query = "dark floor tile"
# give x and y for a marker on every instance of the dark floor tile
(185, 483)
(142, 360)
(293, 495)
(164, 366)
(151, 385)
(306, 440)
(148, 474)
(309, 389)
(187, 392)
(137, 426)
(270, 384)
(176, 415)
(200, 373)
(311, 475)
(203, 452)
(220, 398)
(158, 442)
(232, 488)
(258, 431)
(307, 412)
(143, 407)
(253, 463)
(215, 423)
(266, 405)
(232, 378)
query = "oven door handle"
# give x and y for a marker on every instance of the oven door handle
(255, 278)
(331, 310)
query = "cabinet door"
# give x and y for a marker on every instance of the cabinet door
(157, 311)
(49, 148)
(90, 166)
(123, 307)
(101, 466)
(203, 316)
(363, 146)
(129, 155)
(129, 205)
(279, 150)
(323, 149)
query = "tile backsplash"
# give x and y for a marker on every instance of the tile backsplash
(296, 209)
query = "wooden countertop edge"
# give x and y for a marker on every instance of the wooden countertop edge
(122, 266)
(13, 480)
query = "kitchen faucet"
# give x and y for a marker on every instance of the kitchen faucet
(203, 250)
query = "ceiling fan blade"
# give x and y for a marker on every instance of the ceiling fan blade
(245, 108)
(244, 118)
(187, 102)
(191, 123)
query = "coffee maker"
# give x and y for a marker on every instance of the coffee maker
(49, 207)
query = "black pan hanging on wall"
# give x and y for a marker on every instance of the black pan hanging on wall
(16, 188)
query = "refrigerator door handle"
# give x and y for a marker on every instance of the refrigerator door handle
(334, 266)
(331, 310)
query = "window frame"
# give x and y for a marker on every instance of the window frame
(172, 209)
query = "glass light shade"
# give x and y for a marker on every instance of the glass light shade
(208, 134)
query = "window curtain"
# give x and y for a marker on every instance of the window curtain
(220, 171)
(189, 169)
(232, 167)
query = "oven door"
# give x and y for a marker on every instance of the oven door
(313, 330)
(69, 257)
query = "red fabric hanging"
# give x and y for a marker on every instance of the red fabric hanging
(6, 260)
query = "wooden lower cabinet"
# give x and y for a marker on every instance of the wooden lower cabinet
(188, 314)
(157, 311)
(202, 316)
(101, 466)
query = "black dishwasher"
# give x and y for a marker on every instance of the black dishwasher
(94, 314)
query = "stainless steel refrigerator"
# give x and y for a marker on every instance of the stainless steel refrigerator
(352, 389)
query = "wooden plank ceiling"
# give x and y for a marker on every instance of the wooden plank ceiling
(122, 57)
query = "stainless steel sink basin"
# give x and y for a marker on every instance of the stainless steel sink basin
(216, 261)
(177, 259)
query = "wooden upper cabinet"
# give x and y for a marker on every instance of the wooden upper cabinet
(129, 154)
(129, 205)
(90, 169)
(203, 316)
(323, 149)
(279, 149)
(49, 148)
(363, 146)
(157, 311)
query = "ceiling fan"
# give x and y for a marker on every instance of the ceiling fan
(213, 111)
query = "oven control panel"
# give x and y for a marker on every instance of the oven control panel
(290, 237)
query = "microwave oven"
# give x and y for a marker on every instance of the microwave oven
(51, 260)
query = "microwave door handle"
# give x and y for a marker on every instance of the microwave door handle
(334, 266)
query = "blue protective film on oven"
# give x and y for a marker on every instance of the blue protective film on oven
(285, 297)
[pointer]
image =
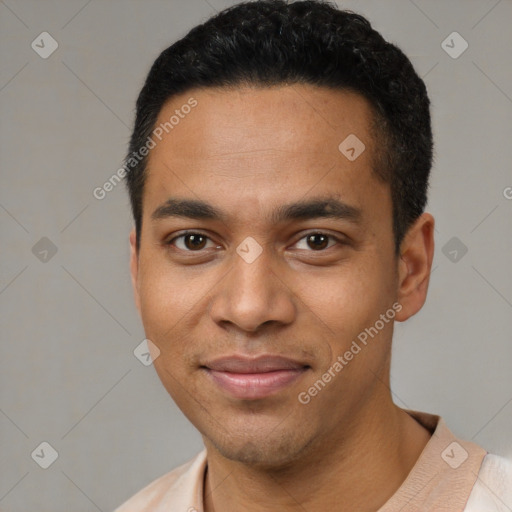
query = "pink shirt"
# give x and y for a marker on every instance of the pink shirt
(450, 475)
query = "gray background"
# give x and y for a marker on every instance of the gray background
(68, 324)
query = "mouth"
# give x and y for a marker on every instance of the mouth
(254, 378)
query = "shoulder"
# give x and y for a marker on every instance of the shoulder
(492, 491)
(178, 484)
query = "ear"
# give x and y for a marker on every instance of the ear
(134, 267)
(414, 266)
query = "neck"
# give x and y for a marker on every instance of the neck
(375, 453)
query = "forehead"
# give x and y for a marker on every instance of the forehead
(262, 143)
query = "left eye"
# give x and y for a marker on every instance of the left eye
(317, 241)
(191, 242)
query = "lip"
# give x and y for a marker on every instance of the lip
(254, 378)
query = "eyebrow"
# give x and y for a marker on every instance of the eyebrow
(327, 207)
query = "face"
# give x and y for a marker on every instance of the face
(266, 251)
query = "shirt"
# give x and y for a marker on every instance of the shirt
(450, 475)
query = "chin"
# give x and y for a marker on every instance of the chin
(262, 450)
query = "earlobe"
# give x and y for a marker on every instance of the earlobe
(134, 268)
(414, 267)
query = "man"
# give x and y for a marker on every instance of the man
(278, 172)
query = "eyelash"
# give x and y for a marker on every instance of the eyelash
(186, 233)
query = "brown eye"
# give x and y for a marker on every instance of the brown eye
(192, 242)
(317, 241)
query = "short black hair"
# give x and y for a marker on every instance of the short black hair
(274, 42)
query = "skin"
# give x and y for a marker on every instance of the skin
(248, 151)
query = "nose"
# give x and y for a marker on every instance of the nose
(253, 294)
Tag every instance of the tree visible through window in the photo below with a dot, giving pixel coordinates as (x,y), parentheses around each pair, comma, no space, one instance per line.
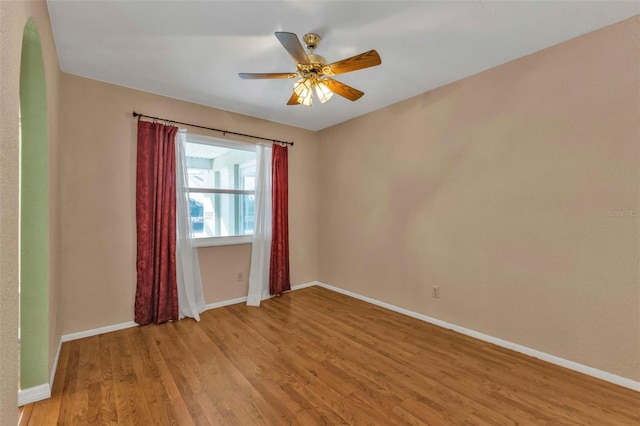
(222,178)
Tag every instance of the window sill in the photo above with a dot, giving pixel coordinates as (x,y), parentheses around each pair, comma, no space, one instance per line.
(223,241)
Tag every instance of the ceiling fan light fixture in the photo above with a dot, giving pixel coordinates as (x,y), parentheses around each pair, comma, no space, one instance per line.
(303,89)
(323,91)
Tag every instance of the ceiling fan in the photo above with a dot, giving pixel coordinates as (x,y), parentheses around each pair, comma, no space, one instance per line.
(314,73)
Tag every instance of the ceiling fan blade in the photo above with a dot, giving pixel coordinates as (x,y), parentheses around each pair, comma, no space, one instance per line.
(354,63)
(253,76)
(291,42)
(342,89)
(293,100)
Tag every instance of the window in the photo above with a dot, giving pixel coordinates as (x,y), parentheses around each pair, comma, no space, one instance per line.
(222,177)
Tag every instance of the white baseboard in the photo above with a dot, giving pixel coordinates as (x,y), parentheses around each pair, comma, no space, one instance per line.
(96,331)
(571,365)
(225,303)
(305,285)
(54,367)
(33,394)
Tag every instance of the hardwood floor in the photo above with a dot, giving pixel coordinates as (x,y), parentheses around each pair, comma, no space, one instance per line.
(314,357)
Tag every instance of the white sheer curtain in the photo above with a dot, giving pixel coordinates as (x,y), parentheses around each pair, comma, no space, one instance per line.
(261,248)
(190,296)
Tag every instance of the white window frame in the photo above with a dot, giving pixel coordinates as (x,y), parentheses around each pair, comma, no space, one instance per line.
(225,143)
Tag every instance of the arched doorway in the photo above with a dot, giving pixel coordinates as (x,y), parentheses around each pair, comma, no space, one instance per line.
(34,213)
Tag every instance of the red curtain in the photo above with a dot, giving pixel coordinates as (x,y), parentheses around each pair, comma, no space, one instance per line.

● **What this task involves**: Although the records include pictures, the copy should reproduce every line exactly and none of the pictures.

● **Response area**:
query = "dark floor tile"
# give x and y for a marker on every instance of the dark floor tile
(185, 483)
(142, 360)
(293, 495)
(164, 366)
(151, 385)
(306, 440)
(148, 474)
(309, 389)
(187, 392)
(137, 426)
(270, 384)
(176, 415)
(200, 373)
(311, 475)
(203, 452)
(220, 398)
(158, 442)
(232, 488)
(258, 431)
(307, 412)
(143, 407)
(253, 463)
(215, 423)
(266, 405)
(232, 378)
query = "oven door handle"
# give x and y for a marker on every instance of the oven door handle
(255, 278)
(331, 310)
query = "cabinet door"
# give x and y for a marker on every instance of the cabinet door
(157, 311)
(49, 148)
(90, 166)
(123, 307)
(101, 466)
(203, 316)
(363, 146)
(129, 155)
(129, 205)
(279, 150)
(323, 149)
query = "tile backsplash"
# give x and y for a marker on every instance of the tile backsplash
(296, 209)
query = "wooden countertop edge"
# give x and y for a marker on every instance of the wooden countertop edge
(122, 266)
(13, 480)
query = "kitchen faucet"
# give x and y for a marker on every instance of the kitchen faucet
(203, 250)
query = "ceiling fan blade"
# give x and y for a marker on every instance of the ceiling fan blade
(245, 108)
(244, 118)
(187, 102)
(191, 123)
query = "coffee maker"
# give x and y for a marker on every instance of the coffee maker
(49, 207)
query = "black pan hanging on wall"
# give x and y for a marker on every instance of the black pan hanging on wall
(16, 188)
query = "refrigerator door handle"
# give x and y for a marker on every instance of the refrigerator door handle
(334, 266)
(331, 310)
query = "window frame"
# give x and y for a marker on every instance of the window frame
(172, 209)
query = "glass light shade"
# give x and y for a marker on every instance of the glass light shade
(208, 134)
query = "window curtain"
# give x and y for a marker on every instance of the window curtain
(220, 171)
(189, 169)
(232, 167)
query = "oven door"
# give x and y for a marker on every instance of the oven door
(313, 330)
(69, 257)
query = "red fabric hanging"
# give x and y for a marker on every instance of the red fabric hanging
(6, 260)
query = "wooden lower cabinet"
# give x and y for a marker on every instance of the wooden lower cabinet
(188, 314)
(157, 311)
(202, 316)
(101, 466)
query = "black dishwasher"
# give x and y for a marker on every instance of the black dishwasher
(94, 314)
query = "stainless steel refrigerator"
# give x and y for a marker on every instance of the stainless steel refrigerator
(352, 389)
query = "wooden plank ceiling"
# give x and y for a marker on every instance of the wooden plank ceiling
(122, 57)
query = "stainless steel sink basin"
# give x and y for a marker on every instance of the stainless steel sink basin
(216, 261)
(177, 259)
query = "wooden upper cabinet"
# give x and y for a marker on every instance of the wooden upper cabinet
(129, 154)
(129, 205)
(90, 169)
(203, 316)
(323, 149)
(279, 149)
(49, 148)
(363, 146)
(157, 311)
query = "ceiling fan"
# give x and y for a marker on every instance of the ceiling fan
(213, 111)
query = "oven control panel"
# give x and y for a marker on every instance of the oven control panel
(290, 237)
query = "microwave oven"
# give x and y for a marker on every instance of the microwave oven
(51, 260)
query = "microwave door handle"
# give x and y for a marker on every instance of the microwave door handle
(334, 266)
query = "blue protective film on oven"
# give x and y for a marker on every instance of the blue protective film on oven
(285, 297)
[pointer]
image =
query = "pink shirt"
# give x and y for a marker on every instance of the pink shirt
(450, 475)
query = "gray background"
# give x and y for a marker on every instance of the gray background
(68, 324)
query = "mouth"
# give x and y for a marker on every instance of the mouth
(254, 378)
query = "shoulder"
# give x and y for a marker on every instance of the shoulder
(492, 491)
(178, 484)
query = "ear"
# give x and y for a marker on every instance of the ear
(134, 267)
(414, 266)
query = "neck"
# give x and y for a marker on every instance of the neck
(375, 453)
query = "forehead"
# give x and y for a marker on every instance of the forehead
(262, 143)
query = "left eye"
# give x and y for a marker on every instance of the left eye
(317, 241)
(191, 242)
query = "lip"
# give x and y for a marker on every instance of the lip
(254, 378)
query = "eyebrow"
# give x and y for a marker on every instance of the eyebrow
(327, 207)
query = "face"
# give x and y for a marker on every instance of the face
(266, 251)
query = "shirt"
# give x and y for a marker on every instance of the shirt
(450, 475)
query = "chin"
# give x and y for a marker on every instance of the chin
(262, 450)
query = "earlobe"
# give x and y for a marker on every instance of the earlobe
(134, 268)
(414, 267)
query = "man"
# give x and y for a marker on every instance of the man
(278, 172)
query = "eyelash"
# give x and y for a marker on every instance of the eyelash
(186, 233)
query = "brown eye"
# give x and y for a marker on every instance of the brown eye
(192, 242)
(317, 241)
query = "short black hair"
# give x and y for a marker on every instance of the short black hair
(274, 42)
query = "skin"
# give x and y for a marker on every instance of the skin
(248, 151)
query = "nose"
# give x and y for a marker on every instance of the nose
(253, 294)
Tag every instance of the tree visible through window in the photo below with a dot, giving pixel coordinates as (x,y), parentheses around each pair, comma, no space, one instance per line.
(222,178)
Tag every instance of the window sill in the photo above with a dot, giving pixel coordinates as (x,y), parentheses around each pair, comma, no space, one instance per line.
(223,241)
Tag every instance of the ceiling fan light fixture in the photo above with a dot, giving pixel coordinates as (x,y), parentheses around each pair, comma, no space, one instance per line.
(303,89)
(323,91)
Tag every instance of the ceiling fan in the photo above with a dot, giving pixel coordinates as (x,y), parentheses around each pair, comma, no space, one instance per line.
(314,73)
Tag every instance of the ceiling fan blade in the photo above with a dot, giving pixel coordinates as (x,y), parentheses around each pair, comma, no space, one instance per line.
(354,63)
(253,76)
(291,42)
(342,89)
(293,100)
Tag every instance of the window in the photo above with a dot, giving pixel coordinates as (x,y), parentheses around each pair, comma, no space, one instance per line.
(222,177)
Tag every instance of the white baseboard in the photo above with a dot, giving pixel coordinates as (x,y), parentheses around each pair, comma, no space, one instance per line.
(96,331)
(571,365)
(225,303)
(305,285)
(54,367)
(33,394)
Tag every instance of the hardwood floor in the photo above with a dot, giving pixel coordinates as (x,y), parentheses around each pair, comma, no space, one instance per line.
(314,357)
Tag every instance of the white sheer curtain in the photo above with a dot, giving pixel coordinates as (x,y), parentheses around each pair, comma, no space, one instance per line.
(261,248)
(190,296)
Tag every instance of the white window frame in the photo above with a dot, giving pixel coordinates as (x,y), parentheses around each pair, comma, no space, one instance per line.
(225,143)
Tag every instance of the arched doorway in the photo above with a dot, giving pixel coordinates as (x,y), parentheses around each pair, comma, no space, one instance per line.
(34,213)
Tag every instance of the red curtain in the photo above with a dot, giving pixel coordinates as (x,y), parentheses around each pair, comma, no space, one instance per line.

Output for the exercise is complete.